* **SELECTED TEXT**:
** Start **

Tuesday, January 4, 2011

On Manhhod pt. 1 of ?

Out on my back porch, with a good cigar and and glass of scotch, I got to thinking about my life and about what makes me feel alive. As the cherry on the cigar started to burn my fingers and the 34 degree temperature bit at my face and hands I reminisced about the hard times when I have been tested. I remembered that being a man is dichotomy between the times when it is necessary to be steel and when is is necessary to be caring.

Many of the times when I have felt most alive have been when the odds are against me or when I could (maybe should) have been in danger for some reason. The thing about being a man in today's world is that so much of society wants us to not be what we are. Society tells us that all that we are is wrong, so much of what comes natural to us is seen by the current social order to be destructive and uncivilized. Men live in world where we walk the fine line between being creators and destroyers.

So begins a topic that I hope to explore at different points throughout the year. It should be an interesting ride.

** End **

* **Entries for pointing and labeling**:
** Start **

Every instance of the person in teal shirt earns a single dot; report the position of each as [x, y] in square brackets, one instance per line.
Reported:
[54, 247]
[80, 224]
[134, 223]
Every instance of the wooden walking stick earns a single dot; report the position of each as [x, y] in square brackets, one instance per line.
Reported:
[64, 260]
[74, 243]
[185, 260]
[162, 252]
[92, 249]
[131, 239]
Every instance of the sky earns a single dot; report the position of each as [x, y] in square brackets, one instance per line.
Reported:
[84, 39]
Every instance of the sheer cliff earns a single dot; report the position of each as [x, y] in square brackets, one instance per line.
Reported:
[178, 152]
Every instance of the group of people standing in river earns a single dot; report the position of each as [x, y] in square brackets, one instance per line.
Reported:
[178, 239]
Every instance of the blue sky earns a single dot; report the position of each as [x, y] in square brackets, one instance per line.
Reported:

** End **

* **CHALLENGES**:
[1] In the post on manhood, what was the temperature while the writer sat on the back porch?
[2] From the post on manhood, return the passage that begins at the words "On Manhhod pt." and stops after "to be caring.".

* **SOLUTIONS**:
[1] 34 degrees.

[2]
On Manhhod pt. 1 of ?

Out on my back porch, with a good cigar and and glass of scotch, I got to thinking about my life and about what makes me feel alive. As the cherry on the cigar started to burn my fingers and the 34 degree temperature bit at my face and hands I reminisced about the hard times when I have been tested. I remembered that being a man is dichotomy between the times when it is necessary to be steel and when is is necessary to be caring.